Coordinate annotation records:
* Begin *
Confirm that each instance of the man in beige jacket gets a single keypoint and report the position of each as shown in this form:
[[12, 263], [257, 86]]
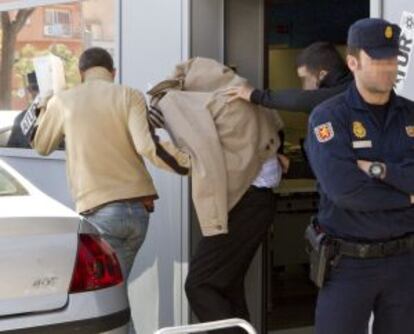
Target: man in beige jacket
[[107, 135], [235, 165]]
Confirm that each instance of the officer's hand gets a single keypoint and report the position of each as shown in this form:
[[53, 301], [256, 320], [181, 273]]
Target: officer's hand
[[242, 92], [284, 162], [365, 166]]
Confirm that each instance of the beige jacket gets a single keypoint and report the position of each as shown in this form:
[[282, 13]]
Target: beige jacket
[[106, 131], [228, 143]]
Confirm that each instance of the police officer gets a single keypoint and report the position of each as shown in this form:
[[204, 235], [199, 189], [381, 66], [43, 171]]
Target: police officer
[[361, 148]]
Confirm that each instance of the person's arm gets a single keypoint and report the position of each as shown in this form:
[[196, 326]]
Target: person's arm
[[335, 166], [294, 99], [164, 155], [49, 128], [396, 174]]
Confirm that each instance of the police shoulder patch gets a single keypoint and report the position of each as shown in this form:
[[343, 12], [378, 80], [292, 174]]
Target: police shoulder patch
[[359, 130], [410, 130], [324, 132]]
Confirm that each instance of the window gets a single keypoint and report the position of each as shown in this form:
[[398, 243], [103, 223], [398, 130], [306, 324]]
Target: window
[[58, 23], [9, 185], [56, 30]]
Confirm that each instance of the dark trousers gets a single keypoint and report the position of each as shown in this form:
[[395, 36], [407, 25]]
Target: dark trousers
[[359, 287], [215, 282]]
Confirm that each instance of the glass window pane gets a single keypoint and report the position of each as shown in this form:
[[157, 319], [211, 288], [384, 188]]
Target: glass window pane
[[9, 185], [64, 30]]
* End *
WHAT THIS TASK INVOLVES ::
Edit the records starting at their beginning and ending at the line containing "[[106, 131], [228, 143]]", replacing "keypoint" with "marker" and leaving everything else unchanged. Omit the pictures from your output.

ANSWER TO THIS PROBLEM ::
Confirm that each instance of the man in beige jacket gets a single marker and report the position of each as shown in this form:
[[12, 263], [257, 86]]
Target: man in beige jacket
[[107, 135], [235, 165]]
Confirm that each instance of the officer's hand gets a single marker and report the position of each as shown in this form:
[[53, 301], [256, 320], [181, 273]]
Target: officer's hand
[[242, 92], [284, 162], [365, 166]]
Confirm that each instance of the beige jacket gets a single marker and report the position of each as shown in this form:
[[282, 13]]
Target: beige jacket
[[106, 131], [228, 143]]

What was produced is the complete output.